## Given request:
Extract every line of the data below verbatim, leaving the pictures out of your answer.

## Material shown:
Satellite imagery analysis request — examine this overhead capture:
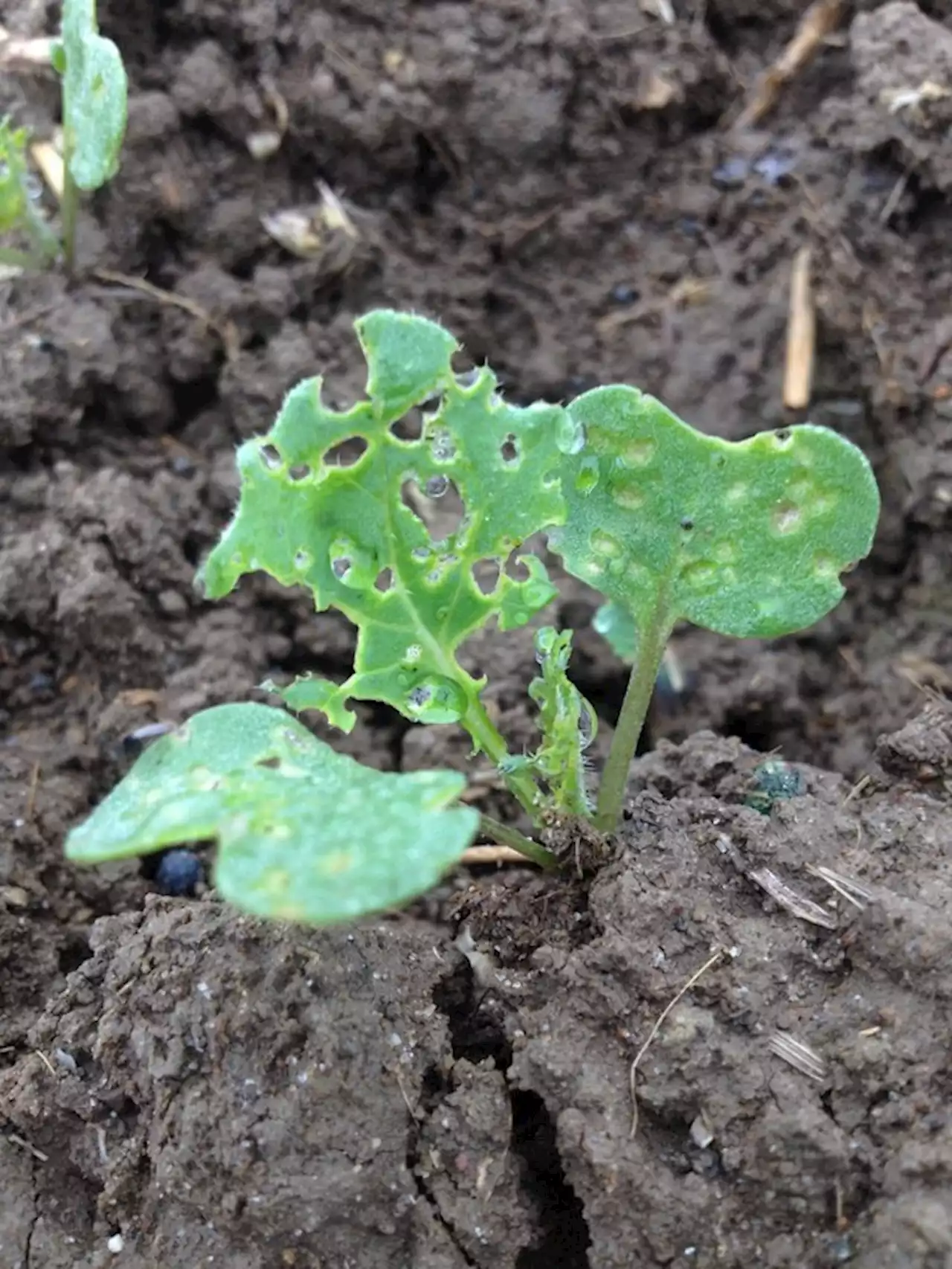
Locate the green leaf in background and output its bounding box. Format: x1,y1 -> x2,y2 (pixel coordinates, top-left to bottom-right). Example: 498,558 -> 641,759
203,311 -> 565,803
0,119 -> 28,234
551,387 -> 880,638
66,703 -> 478,925
504,626 -> 596,816
54,0 -> 128,190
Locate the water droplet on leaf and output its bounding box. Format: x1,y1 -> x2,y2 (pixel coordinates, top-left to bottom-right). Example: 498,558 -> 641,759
556,414 -> 585,454
406,675 -> 466,722
575,457 -> 599,495
433,430 -> 456,463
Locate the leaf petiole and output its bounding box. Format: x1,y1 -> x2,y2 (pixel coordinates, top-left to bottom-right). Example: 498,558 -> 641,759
60,134 -> 79,273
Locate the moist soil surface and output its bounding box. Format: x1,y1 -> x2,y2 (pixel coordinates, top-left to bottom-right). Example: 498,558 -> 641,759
0,0 -> 952,1269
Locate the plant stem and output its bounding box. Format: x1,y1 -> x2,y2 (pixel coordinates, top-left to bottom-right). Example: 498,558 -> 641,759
60,140 -> 79,273
480,815 -> 559,870
460,699 -> 542,822
595,591 -> 673,832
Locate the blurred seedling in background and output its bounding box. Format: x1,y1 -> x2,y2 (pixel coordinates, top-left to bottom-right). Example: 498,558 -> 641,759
66,311 -> 878,924
0,0 -> 128,272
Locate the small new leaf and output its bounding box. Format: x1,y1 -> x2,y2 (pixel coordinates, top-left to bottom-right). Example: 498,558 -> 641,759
54,0 -> 128,190
66,704 -> 478,925
205,311 -> 565,760
504,626 -> 596,816
551,387 -> 880,638
0,119 -> 29,234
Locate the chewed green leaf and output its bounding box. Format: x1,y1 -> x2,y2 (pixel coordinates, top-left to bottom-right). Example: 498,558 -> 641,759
551,387 -> 880,637
54,0 -> 128,190
205,311 -> 565,733
66,704 -> 478,925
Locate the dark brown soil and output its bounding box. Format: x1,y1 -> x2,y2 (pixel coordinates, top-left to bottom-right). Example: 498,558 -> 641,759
0,0 -> 952,1269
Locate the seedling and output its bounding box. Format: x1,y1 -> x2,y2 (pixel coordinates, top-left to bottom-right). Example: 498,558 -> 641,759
0,119 -> 60,269
66,311 -> 878,924
0,0 -> 128,270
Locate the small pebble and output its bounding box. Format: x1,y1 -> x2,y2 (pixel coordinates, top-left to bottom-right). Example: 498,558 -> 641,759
612,282 -> 641,304
744,757 -> 806,815
711,155 -> 750,189
155,848 -> 202,896
754,146 -> 797,185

## Worked answer:
Satellite imagery analysis request — examine this overhead capture:
Locate the green leaf in background and output its bounding box. Format: x1,y1 -> x2,y2 (pixel coordinates, top-left to bottom-right). Example: 498,558 -> 641,759
203,311 -> 565,803
0,119 -> 28,234
551,387 -> 880,638
66,703 -> 478,925
504,626 -> 596,816
54,0 -> 128,190
Locate the water droplet on leaf and output its bounding box. Format: x1,y1 -> x2,y2 (pixel coordinates, top-left to bottom-right). Example: 498,558 -> 641,759
556,414 -> 585,454
406,675 -> 466,722
575,457 -> 599,495
433,430 -> 456,463
Locate the leaf petiole and output its bounding box. Format: x1,y1 -> x2,y2 (pixel coordinates, top-left to bottom-right). Example: 498,558 -> 641,759
60,134 -> 79,273
Locate the moist soil surface and output its bounding box. Format: x1,y1 -> x2,y2 (pixel coordinates, top-left to bottom-right). Example: 498,558 -> 641,759
0,0 -> 952,1269
Locate the plant stem and output its bounding box. Format: x1,y1 -> x2,y2 (pixel coordinates, top-left to bottom-right). Example: 498,558 -> 641,759
60,140 -> 79,273
480,815 -> 559,870
460,699 -> 542,822
595,591 -> 673,832
Locate the blurred seedling in background and output its bounding box. Format: x1,y1 -> x2,y2 (pixel coordinates, top-left to bottom-right). Example: 498,558 -> 641,759
66,311 -> 878,924
0,0 -> 128,272
Locate the small new leaf and output its bounding box. Format: x1,y1 -> x2,y2 (pixel coordinates, top-left to bottom-right). Example: 498,558 -> 641,759
54,0 -> 128,190
66,704 -> 478,925
205,311 -> 565,760
504,626 -> 596,816
551,387 -> 880,638
0,119 -> 29,234
Locate the chewed green leaf and output its bounding box. Format: x1,y1 -> x2,y2 (pixel coordinates, top-left to bottom-right). Example: 498,558 -> 641,759
551,387 -> 880,637
54,0 -> 128,190
205,311 -> 565,733
66,704 -> 478,925
Locate the dark brown soil and output its bounding box. Format: x1,y1 -> x2,y2 (pixel coordinates, top-left to bottom-right). Example: 498,558 -> 641,759
0,0 -> 952,1269
Locate the seedling and output its bounding box. Format: x1,y1 -> x2,y2 (pixel coordinates, top-left to bottom-right). Example: 498,558 -> 641,759
0,119 -> 60,269
66,311 -> 878,924
0,0 -> 128,270
Locate the small pebble and output its bounding box. Format: x1,y1 -> x2,y2 (pixel coordinates, top-left to bottom-right). Example: 498,558 -> 641,759
612,282 -> 641,304
744,757 -> 806,815
711,155 -> 750,189
155,848 -> 202,896
754,146 -> 797,185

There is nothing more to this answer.